---------- INPUT RECORDS

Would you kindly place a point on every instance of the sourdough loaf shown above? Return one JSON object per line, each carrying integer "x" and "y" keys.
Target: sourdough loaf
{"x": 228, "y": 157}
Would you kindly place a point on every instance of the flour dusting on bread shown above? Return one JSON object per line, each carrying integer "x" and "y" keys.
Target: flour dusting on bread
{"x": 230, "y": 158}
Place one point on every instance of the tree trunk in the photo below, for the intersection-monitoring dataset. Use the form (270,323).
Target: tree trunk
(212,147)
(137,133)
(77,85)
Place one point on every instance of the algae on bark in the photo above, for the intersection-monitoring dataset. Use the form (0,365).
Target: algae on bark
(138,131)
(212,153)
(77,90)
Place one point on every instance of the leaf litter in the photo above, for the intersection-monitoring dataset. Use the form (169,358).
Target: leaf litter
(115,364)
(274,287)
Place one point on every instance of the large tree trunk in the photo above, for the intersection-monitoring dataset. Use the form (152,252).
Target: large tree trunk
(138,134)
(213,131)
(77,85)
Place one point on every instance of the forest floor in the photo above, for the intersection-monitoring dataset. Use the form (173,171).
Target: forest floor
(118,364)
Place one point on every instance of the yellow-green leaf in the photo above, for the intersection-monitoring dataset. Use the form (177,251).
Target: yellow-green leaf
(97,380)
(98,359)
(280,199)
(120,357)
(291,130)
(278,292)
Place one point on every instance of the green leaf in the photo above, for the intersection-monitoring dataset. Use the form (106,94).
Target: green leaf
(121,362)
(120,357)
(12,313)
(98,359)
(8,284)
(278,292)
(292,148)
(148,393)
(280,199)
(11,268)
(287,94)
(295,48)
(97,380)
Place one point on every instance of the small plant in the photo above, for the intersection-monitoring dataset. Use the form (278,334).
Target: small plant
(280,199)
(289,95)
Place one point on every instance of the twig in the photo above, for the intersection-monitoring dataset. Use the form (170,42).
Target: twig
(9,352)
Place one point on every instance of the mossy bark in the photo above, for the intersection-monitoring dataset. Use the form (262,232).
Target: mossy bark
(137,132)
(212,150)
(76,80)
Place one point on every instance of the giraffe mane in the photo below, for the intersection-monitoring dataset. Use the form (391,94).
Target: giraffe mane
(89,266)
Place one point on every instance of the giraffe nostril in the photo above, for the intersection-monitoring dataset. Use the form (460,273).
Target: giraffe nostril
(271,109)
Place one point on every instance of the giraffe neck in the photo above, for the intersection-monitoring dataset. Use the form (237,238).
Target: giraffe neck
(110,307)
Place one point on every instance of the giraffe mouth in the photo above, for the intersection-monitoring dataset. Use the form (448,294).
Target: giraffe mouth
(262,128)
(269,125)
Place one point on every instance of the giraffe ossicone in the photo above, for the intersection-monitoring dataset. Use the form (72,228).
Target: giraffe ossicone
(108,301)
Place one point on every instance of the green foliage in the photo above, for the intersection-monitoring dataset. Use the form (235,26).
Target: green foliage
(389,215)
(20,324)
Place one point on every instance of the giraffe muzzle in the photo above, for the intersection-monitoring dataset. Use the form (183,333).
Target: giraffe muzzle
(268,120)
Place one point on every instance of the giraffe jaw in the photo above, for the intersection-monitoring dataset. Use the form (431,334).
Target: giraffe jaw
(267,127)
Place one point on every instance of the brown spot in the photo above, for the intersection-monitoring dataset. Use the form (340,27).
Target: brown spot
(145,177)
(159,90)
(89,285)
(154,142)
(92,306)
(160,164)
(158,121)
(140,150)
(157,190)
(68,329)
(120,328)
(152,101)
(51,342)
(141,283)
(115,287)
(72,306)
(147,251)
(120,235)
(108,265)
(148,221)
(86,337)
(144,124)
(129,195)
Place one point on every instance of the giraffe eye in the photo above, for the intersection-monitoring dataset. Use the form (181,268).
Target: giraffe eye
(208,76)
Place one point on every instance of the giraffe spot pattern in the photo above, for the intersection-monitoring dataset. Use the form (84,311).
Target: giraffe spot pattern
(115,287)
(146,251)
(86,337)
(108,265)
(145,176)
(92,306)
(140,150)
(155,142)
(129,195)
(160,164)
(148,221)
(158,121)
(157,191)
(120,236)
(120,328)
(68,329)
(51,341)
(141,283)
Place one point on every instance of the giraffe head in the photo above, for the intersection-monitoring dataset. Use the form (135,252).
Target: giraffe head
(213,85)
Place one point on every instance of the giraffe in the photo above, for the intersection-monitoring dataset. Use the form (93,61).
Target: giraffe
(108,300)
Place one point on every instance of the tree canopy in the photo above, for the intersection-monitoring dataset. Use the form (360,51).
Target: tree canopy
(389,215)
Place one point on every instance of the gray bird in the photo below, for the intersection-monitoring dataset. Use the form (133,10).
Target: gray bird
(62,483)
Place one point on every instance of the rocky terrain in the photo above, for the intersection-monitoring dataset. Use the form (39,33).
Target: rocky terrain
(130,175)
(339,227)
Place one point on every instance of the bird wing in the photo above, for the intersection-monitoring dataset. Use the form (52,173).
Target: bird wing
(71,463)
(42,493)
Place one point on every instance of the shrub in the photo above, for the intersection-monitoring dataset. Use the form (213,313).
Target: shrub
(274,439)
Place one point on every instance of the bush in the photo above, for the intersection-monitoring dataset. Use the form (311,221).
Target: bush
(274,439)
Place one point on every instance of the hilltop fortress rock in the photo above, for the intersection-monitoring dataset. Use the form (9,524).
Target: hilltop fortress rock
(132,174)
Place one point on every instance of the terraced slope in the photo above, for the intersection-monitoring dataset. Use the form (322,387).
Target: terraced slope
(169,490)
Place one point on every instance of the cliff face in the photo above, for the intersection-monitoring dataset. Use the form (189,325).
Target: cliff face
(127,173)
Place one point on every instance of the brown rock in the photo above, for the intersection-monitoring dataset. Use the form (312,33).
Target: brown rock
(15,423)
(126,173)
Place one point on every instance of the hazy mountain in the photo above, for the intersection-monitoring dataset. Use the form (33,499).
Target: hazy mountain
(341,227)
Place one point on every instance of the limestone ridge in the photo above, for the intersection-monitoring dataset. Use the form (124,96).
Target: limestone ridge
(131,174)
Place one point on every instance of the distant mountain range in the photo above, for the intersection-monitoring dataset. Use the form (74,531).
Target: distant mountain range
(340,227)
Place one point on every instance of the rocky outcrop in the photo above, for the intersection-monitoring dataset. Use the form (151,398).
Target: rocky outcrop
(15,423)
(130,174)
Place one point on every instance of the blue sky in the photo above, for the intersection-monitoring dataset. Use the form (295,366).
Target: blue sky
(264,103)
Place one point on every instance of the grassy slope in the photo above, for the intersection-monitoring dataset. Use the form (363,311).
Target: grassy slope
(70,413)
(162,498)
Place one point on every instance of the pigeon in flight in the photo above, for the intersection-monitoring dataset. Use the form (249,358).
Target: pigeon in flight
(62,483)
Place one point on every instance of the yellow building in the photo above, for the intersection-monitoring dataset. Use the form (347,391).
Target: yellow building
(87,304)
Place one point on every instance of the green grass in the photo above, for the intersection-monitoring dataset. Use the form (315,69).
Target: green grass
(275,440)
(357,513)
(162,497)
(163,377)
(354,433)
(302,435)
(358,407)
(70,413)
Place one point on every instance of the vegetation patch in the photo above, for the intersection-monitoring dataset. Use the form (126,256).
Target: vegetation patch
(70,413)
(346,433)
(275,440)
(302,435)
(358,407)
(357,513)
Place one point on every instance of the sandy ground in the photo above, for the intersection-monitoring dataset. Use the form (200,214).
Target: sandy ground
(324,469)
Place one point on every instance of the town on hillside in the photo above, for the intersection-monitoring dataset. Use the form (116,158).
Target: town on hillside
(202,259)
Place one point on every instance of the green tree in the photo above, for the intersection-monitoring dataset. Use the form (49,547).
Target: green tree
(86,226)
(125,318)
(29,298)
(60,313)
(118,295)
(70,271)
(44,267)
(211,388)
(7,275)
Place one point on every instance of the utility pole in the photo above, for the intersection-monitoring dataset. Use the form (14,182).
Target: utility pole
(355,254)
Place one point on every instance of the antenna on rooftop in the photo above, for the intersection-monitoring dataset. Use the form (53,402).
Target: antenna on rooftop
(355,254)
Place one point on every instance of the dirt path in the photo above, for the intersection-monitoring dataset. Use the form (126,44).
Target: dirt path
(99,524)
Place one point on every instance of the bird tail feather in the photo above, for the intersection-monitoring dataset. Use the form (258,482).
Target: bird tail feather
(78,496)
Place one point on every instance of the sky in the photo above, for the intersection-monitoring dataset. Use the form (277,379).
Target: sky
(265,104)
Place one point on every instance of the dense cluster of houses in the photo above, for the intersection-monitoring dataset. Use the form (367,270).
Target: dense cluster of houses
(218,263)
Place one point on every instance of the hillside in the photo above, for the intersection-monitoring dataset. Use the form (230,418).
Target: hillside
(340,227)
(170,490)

--------------------

_WHAT THE TASK ASKS:_ Up to and including the line with "Place one point on every instance of the yellow-green", transcribe the entries above exactly, starting from their first line.

_EXPECTED ANSWER:_
Would you kindly place a point on every instance of the sourdough loaf shown above? Return one JSON object per line, each carrying integer "x" and "y" keys.
Target: sourdough loaf
{"x": 228, "y": 157}
Would you kindly place a point on every instance of the flour dusting on bread shown above? Return one JSON object per line, each carrying integer "x" and "y" keys.
Target: flour dusting on bread
{"x": 230, "y": 158}
Place one point on every instance of the tree trunk in the photo below, for the intersection-monitoring dataset. Use the form (270,323).
Target: tree trunk
(212,147)
(137,133)
(77,85)
Place one point on every instance of the algae on bark in the photo above, for the intersection-monitoring dataset. Use the form (0,365).
Target: algae on bark
(138,131)
(212,153)
(77,90)
Place one point on every instance of the leaf litter in the photo above, for the intersection-monitoring dataset. Use the form (169,358).
Target: leaf litter
(115,364)
(274,287)
Place one point on every instance of the large tree trunk in the photo above, for the intersection-monitoring dataset. Use the form (152,252).
Target: large tree trunk
(138,134)
(213,131)
(77,85)
Place one point on every instance of the forest floor in the photo above, for the intersection-monitoring dataset. Use the form (173,171).
Target: forest floor
(118,364)
Place one point on every instance of the yellow-green leaf in the photo above, for the intersection-monitoring dataset. Use the form (177,251).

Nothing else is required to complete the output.